| Extracto de la fuente |
Me he propuesto
reflexionar sobre el presunto mercenariado del Cid Campeador, asunto con el me encuentro cada vez que doblo una esquina. Lo cierto es
que pienso mejor cuando escribo, así que allá va una ristra de artículos que
responderán al siguiente plan:
INTRODUCCIÓN
«MERCENARIO».
El término y su correspondiente concepto I
«MERCENARIO».
El término y su correspondiente concepto II
«MERCENARIO».
El término y su correspondiente concepto III
«MERCENARIO».
Conceptos jurídicos y sociales, y hasta en la cultura popular I
«MERCENARIO».
Conceptos jurídicos y sociales, y hasta en la cultura popular II
EL MERCENARIO MEDIEVAL I
EL MERCENARIO MEDIEVAL II
EL MERCENARIO MEDIEVAL III
CONCLUSIÓN
Pues venga, que para mañana es tarde.
INTRODUCCIÓN
Calificar al
Cid como mercenario supone un presentismo, esto es, juzgar en el presente —con
reglas y mentalidad actuales— a un personaje pretérito, remoto, habitante de un
escenario histórico radicalmente distinto, seguidor de unas normas jurídicas y
morales que perdieron su vigencia hace siglos, poseedor de una mentalidad que
nadie es capaz de replicar y, por lo tanto, de comprender en su totalidad.

| Tareas a realizar |
(1) Edita el texto sobre el Cid desde "Conceptos jurídicos y sociales, y hasta en la cultura popular II" hasta "en su totalidad." y sustituye "presentismo" por "anacronismo".
(2) Según el texto sobre el Cid, ¿qué supone calificar al Cid como mercenario?

| Datos mostrados |
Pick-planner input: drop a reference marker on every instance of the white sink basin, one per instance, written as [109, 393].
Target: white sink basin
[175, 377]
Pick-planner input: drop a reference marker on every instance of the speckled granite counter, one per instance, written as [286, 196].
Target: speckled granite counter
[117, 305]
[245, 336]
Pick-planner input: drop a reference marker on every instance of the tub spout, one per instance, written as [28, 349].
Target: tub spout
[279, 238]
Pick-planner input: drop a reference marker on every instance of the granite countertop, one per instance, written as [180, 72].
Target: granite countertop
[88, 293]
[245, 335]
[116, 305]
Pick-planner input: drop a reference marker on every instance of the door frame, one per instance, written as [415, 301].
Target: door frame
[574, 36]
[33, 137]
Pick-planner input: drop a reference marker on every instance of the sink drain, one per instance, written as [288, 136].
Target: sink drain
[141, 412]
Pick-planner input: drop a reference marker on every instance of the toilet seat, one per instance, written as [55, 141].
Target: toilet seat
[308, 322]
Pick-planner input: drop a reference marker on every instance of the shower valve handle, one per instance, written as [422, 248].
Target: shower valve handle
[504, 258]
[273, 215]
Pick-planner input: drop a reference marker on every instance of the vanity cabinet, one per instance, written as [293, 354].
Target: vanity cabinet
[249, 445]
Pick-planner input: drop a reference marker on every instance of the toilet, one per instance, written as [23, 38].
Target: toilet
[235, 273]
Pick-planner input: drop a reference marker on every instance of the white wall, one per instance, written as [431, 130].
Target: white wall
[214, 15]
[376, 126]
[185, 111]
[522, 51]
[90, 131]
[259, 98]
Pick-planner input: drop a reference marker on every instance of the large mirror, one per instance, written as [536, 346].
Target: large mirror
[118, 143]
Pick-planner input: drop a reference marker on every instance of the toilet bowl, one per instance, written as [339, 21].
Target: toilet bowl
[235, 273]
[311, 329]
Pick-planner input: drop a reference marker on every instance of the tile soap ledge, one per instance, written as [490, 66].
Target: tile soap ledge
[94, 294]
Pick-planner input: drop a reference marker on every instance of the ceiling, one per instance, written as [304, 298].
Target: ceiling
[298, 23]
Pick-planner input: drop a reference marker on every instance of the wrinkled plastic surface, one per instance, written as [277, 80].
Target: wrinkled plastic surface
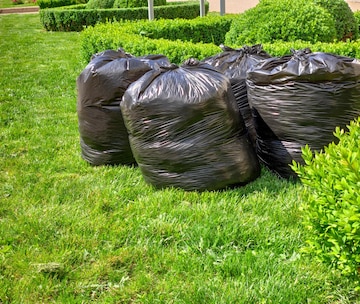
[300, 99]
[185, 129]
[101, 85]
[235, 63]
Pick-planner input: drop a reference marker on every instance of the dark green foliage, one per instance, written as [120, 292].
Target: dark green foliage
[211, 29]
[136, 3]
[56, 3]
[131, 36]
[331, 212]
[345, 22]
[98, 4]
[75, 18]
[357, 18]
[344, 48]
[286, 20]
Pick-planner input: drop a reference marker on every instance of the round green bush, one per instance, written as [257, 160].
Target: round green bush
[286, 20]
[345, 22]
[97, 4]
[136, 3]
[331, 205]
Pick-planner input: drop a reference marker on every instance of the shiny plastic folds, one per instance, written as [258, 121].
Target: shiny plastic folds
[235, 63]
[185, 129]
[300, 99]
[100, 87]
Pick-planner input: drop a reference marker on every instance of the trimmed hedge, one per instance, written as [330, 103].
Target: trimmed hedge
[136, 3]
[286, 20]
[345, 23]
[77, 17]
[331, 211]
[343, 48]
[180, 39]
[56, 3]
[134, 37]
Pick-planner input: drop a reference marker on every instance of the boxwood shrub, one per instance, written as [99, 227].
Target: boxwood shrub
[136, 3]
[286, 20]
[345, 23]
[57, 3]
[77, 17]
[178, 39]
[331, 211]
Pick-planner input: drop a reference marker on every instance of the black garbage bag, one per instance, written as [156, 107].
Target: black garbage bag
[235, 63]
[101, 85]
[185, 129]
[300, 99]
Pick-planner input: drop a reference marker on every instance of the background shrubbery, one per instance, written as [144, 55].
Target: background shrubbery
[136, 3]
[331, 210]
[58, 3]
[205, 33]
[345, 23]
[77, 17]
[285, 20]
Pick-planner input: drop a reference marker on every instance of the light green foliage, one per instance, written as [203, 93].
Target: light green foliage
[345, 22]
[136, 3]
[331, 211]
[98, 4]
[357, 18]
[77, 17]
[72, 233]
[286, 20]
[348, 48]
[134, 37]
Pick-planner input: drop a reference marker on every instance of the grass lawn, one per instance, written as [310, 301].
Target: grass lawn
[72, 233]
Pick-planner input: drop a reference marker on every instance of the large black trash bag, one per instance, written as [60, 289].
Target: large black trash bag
[235, 63]
[101, 85]
[299, 99]
[185, 129]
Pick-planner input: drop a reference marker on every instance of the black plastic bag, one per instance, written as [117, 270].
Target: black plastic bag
[185, 129]
[101, 85]
[300, 99]
[235, 63]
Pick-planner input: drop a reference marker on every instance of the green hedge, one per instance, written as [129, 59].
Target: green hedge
[136, 3]
[286, 20]
[205, 34]
[77, 17]
[55, 3]
[345, 23]
[331, 211]
[348, 48]
[180, 39]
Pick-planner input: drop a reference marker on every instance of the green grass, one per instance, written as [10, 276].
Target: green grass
[72, 233]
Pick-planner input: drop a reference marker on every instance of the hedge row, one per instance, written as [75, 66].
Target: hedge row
[77, 17]
[182, 39]
[56, 3]
[204, 33]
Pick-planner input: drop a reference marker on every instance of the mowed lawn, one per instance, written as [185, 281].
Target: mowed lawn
[72, 233]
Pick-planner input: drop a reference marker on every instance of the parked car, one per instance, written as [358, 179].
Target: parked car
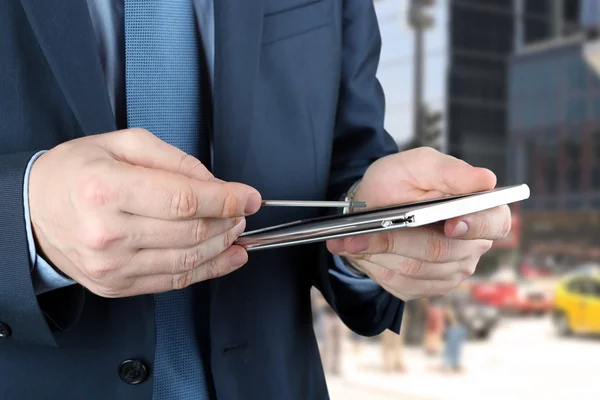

| Resultados del ejercicio |
(1)
Conceptos jurídicos y sociales, y hasta en la cultura popular II
EL MERCENARIO MEDIEVAL I
EL MERCENARIO MEDIEVAL II
EL MERCENARIO MEDIEVAL III
CONCLUSIÓN
Pues venga, que para mañana es tarde.
INTRODUCCIÓN
Calificar al
Cid como mercenario supone un anacronismo, esto es, juzgar en el presente —con
reglas y mentalidad actuales— a un personaje pretérito, remoto, habitante de un
escenario histórico radicalmente distinto, seguidor de unas normas jurídicas y
morales que perdieron su vigencia hace siglos, poseedor de una mentalidad que
nadie es capaz de replicar y, por lo tanto, de comprender en su totalidad.

(2) Supone un presentismo, es decir, juzgar en el presente, con reglas y mentalidad actuales, a un personaje pretérito.